▶ **ENUNCIADO DO EXERCÍCIO**: Edite um trecho do texto sobre os liquidadores de Chernobyl, começando nas palavras que contêm "Muitos, inclusive, faleceram" e parando logo após "explicou ao veículo.". Nesse trecho, troque "heróis da pátria" por "heróis nacionais".

Atuantes desde a noite da explosão, homens e mulheres fizeram de tudo para amenizar as consequências da tragédia
Fabio Previdelli Publicado em 28/02/2021, às 08h00 - Atualizado em 26/04/2022, às 09h56
Já era noite naquele 26 de abril de 1986 quando o reator 4 da usina de Chernobyl explodiu. A catástrofe espalhou uma infinidade de partículas radioativas na atmosfera. O mundo estava diante da maior catástrofe nuclear de sua história.
Os números sobre as vítimas, ainda hoje, causam grande polêmica, apesar disso, sabe-se que a magnitude da tragédia poderia ter sido bem maior se não fossem as 600.000 pessoas deslocadas para minimizar as consequências do desastre. Conheça a história dos “Liquidadores”.
Após a explosão, o fogo no reator só foi contido cerca de 10 dias depois, em 4 de maio. Porém, engana-se quem pensa que não foi por falta de esforço, já que desde a noite da tragédia, os liquidadores — como ficaram conhecidos homens e mulheres que foram deslocados para evitar que a tragédia fosse muito maior — já trabalhavam por lá.
"Bombeiros, mineiros, limpadores, operários. E cientistas como eu", relembra a química Elena Kozlova em entrevista ao El País. Elena, no entanto, só foi deslocada para lá cerca de um mês e meio depois, quando os olhos do mundo já estavam virados para a Ucrânia.
Até àquela altura, muitos dos homens e mulheres, que atuavam como liquidadores, não sabiam o risco que estavam correndo, o que ocasionou a morte de centenas por consequências de doenças relacionadas à radiação.
Muitos, inclusive, faleceram sem antes mesmo serem condecorados com a honraria de heróis da pátria, com a qual parte de seus serviços foi paga.
Kozlova, com 42 anos na época, no entanto, sabia muito bem o que enfrentaria. “No início de maio, a situação estava um pouco mais clara. E como cientistas, entendíamos o que estava acontecendo. Tínhamos um plano e uma meta: fechar o reator envolvido para evitar que a radiação se espalhasse para o mundo inteiro e limpar os arredores. O espírito era muito patriótico entre nós”, explicou ao veículo.

▶ **DADOS LISTADOS**:
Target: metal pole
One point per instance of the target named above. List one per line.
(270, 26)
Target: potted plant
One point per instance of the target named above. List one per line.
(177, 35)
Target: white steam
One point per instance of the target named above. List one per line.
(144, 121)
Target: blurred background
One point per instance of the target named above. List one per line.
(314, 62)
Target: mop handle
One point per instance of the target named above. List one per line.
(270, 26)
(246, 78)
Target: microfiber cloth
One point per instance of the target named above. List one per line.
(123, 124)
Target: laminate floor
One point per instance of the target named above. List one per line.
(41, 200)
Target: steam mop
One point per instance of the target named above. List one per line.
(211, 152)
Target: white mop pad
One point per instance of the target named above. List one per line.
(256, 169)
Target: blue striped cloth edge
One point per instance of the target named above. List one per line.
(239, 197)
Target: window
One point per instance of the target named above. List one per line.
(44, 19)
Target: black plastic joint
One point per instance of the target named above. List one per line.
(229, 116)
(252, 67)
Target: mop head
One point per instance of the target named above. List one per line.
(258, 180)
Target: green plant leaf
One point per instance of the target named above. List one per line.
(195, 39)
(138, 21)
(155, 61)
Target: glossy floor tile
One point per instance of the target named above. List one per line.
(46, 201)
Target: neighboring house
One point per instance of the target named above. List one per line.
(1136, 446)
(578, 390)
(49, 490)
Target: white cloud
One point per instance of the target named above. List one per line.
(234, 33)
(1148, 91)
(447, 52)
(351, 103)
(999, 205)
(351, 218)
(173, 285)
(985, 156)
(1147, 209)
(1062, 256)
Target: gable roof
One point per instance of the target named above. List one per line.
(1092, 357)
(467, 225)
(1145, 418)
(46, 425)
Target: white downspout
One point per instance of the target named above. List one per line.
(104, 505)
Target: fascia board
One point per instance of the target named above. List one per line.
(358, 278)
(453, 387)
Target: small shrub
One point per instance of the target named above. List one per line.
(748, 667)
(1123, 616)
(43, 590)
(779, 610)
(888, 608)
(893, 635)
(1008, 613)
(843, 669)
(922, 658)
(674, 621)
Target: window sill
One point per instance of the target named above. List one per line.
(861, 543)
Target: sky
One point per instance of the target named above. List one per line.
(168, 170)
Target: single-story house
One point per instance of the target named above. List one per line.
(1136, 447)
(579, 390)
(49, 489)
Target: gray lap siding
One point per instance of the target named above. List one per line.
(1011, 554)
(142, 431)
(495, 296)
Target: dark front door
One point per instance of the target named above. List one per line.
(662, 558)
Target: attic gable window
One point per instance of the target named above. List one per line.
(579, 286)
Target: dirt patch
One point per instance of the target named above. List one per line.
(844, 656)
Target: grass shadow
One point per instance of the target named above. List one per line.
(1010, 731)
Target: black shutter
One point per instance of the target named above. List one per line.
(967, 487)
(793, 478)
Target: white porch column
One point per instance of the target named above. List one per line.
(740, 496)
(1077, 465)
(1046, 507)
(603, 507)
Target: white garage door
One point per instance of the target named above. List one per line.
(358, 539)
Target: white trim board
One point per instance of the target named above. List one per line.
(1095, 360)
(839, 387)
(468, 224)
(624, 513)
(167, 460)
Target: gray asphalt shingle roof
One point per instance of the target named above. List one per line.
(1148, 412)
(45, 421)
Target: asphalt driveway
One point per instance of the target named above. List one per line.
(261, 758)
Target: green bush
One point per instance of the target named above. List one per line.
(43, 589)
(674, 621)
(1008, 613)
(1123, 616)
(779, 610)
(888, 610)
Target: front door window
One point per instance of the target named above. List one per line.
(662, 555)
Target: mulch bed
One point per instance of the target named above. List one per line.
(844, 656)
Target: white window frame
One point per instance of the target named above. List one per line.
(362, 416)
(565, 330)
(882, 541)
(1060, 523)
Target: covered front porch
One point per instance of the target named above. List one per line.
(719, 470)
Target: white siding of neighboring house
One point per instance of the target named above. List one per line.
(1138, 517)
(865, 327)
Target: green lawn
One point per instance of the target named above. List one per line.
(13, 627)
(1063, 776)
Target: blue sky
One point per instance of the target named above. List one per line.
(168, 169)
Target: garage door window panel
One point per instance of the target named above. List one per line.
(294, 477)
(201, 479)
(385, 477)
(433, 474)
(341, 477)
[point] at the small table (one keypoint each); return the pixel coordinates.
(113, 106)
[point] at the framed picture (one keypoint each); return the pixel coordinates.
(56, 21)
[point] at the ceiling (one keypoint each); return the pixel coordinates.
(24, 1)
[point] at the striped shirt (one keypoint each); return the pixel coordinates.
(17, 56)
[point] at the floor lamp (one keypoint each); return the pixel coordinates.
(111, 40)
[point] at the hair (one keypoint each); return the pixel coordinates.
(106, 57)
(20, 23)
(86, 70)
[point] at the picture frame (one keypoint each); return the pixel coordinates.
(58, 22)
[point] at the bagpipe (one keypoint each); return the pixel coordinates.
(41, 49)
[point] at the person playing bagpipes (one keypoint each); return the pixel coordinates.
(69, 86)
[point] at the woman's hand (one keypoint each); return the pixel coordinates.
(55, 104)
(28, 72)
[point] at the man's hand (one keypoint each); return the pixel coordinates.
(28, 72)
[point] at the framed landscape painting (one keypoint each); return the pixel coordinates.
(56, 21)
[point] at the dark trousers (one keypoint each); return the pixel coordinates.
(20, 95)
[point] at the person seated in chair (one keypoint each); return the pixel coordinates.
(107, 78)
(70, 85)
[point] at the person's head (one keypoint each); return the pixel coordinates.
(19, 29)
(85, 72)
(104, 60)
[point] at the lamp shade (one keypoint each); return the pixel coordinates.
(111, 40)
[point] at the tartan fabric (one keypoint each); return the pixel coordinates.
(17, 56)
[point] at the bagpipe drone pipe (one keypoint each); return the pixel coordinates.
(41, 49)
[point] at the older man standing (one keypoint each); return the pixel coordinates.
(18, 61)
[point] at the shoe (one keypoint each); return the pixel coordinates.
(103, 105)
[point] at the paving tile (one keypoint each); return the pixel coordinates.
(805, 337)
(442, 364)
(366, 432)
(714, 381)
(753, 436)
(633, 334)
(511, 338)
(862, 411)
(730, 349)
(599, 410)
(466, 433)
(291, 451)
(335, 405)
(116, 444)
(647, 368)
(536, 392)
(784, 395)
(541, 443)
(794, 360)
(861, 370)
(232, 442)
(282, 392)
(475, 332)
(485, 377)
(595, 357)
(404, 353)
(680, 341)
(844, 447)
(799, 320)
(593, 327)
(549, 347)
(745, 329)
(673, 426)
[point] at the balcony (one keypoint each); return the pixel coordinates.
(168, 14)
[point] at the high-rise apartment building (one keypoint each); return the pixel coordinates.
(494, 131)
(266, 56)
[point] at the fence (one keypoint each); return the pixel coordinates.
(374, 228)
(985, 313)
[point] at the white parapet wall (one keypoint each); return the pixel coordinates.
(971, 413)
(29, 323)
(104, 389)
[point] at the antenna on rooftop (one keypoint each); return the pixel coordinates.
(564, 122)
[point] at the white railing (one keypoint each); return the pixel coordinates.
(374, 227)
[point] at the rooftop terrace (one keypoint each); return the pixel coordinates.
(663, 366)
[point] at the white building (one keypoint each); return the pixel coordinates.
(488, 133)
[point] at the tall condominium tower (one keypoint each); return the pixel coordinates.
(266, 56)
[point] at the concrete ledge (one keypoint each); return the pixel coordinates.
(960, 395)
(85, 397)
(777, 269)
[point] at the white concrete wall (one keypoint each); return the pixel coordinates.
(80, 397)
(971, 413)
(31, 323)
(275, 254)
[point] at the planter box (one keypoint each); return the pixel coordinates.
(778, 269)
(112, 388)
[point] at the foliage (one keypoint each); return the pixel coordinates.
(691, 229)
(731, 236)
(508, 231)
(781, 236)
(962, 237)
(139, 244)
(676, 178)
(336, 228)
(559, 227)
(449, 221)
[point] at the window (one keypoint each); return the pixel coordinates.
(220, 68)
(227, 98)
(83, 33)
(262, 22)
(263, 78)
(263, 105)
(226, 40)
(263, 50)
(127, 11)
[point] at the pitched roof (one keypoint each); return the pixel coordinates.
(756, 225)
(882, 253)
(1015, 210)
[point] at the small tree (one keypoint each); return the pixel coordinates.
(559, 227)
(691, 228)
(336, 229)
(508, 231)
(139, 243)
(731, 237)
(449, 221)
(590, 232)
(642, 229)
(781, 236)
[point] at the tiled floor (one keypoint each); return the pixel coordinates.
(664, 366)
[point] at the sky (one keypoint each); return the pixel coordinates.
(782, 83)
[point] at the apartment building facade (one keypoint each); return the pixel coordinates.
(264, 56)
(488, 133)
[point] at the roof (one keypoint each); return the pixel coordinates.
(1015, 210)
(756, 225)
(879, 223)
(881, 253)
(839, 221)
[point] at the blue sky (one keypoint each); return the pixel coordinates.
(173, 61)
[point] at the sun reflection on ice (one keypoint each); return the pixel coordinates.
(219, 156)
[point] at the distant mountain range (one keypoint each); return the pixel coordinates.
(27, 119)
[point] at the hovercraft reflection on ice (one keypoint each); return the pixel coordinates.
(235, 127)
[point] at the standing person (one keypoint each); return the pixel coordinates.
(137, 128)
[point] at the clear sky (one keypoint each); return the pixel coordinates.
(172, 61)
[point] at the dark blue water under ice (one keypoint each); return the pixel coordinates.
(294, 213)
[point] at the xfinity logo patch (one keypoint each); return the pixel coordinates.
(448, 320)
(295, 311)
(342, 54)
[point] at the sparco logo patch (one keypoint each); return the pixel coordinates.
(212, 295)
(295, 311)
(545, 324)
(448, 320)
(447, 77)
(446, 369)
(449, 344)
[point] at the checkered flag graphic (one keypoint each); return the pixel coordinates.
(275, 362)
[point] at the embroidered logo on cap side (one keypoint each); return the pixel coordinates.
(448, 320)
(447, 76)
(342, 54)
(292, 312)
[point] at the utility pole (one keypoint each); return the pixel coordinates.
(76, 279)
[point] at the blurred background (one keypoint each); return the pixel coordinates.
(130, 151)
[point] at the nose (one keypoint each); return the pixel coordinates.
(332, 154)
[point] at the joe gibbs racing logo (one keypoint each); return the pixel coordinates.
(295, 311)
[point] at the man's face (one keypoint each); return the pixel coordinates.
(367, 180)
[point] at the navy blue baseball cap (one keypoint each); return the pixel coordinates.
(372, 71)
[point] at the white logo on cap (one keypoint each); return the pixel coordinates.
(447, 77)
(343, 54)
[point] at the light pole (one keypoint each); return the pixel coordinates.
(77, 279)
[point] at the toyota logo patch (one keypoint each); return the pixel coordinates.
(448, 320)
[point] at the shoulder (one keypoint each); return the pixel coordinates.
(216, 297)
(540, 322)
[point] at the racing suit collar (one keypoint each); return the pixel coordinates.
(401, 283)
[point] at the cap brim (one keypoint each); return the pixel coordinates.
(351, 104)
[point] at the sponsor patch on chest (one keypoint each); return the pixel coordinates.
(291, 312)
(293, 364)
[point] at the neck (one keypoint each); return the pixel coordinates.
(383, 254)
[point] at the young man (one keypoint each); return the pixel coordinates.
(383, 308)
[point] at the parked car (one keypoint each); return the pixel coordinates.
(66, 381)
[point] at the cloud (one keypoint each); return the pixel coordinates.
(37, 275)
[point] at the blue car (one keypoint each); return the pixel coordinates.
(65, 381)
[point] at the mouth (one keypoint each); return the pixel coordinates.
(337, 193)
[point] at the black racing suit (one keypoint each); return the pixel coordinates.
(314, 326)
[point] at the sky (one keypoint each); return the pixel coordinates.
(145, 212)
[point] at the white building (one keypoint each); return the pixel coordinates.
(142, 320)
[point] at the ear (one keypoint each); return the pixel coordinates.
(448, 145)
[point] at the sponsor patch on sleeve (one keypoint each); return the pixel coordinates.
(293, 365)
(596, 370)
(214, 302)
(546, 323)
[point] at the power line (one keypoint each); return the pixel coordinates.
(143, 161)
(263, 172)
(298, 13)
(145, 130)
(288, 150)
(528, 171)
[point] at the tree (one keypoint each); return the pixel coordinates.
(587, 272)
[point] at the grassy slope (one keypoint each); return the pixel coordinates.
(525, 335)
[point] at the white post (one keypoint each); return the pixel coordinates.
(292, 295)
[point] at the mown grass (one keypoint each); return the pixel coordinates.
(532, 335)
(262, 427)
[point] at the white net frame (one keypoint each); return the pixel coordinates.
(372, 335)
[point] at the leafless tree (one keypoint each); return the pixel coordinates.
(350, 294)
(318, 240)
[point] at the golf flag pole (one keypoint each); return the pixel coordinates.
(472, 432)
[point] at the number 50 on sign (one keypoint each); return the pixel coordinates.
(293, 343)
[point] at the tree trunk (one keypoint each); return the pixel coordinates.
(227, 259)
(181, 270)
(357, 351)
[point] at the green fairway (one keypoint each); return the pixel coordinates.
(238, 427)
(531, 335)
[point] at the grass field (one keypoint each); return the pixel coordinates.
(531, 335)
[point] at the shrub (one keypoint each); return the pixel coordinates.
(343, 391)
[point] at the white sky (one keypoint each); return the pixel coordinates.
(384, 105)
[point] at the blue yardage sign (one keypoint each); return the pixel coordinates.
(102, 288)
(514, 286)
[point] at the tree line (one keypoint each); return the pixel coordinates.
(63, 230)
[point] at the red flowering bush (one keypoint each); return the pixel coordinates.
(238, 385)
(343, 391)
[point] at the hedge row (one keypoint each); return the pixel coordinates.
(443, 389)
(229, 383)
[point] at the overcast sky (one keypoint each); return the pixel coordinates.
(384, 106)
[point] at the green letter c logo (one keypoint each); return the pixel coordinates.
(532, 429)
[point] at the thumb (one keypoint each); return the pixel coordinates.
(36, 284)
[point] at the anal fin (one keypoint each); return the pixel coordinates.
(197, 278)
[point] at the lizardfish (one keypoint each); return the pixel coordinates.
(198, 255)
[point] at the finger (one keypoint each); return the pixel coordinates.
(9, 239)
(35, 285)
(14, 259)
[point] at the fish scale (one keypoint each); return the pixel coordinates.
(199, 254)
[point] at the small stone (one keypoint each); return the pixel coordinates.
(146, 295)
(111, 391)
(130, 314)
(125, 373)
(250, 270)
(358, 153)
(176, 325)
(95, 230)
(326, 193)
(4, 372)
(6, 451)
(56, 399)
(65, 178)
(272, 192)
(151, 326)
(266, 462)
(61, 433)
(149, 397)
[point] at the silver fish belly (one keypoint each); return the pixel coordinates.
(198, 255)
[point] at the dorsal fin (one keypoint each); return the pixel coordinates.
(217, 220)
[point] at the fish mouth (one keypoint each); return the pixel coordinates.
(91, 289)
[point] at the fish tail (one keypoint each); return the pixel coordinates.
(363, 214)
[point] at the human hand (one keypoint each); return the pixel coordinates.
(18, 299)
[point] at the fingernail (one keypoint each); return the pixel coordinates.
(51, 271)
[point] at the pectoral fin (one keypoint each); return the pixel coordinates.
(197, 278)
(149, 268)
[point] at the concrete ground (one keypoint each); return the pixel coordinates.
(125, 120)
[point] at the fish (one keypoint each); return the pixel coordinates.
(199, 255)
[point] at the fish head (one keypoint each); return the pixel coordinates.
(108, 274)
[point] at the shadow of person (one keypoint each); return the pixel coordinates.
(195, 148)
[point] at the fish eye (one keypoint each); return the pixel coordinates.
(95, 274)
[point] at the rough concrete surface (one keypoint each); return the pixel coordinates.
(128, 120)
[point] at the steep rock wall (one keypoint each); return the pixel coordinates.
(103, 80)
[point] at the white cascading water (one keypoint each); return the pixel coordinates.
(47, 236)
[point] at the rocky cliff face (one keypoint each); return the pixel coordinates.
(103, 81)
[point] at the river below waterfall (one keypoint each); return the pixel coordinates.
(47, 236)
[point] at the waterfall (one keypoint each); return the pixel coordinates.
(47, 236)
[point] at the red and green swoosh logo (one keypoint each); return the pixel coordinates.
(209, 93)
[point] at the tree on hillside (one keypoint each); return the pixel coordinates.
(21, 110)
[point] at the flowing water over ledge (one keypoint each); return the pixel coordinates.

▶ **RESPOSTA AO PROBLEMA**:
Muitos, inclusive, faleceram sem antes mesmo serem condecorados com a honraria de heróis nacionais, com a qual parte de seus serviços foi paga.
Kozlova, com 42 anos na época, no entanto, sabia muito bem o que enfrentaria. “No início de maio, a situação estava um pouco mais clara. E como cientistas, entendíamos o que estava acontecendo. Tínhamos um plano e uma meta: fechar o reator envolvido para evitar que a radiação se espalhasse para o mundo inteiro e limpar os arredores. O espírito era muito patriótico entre nós”, explicou ao veículo.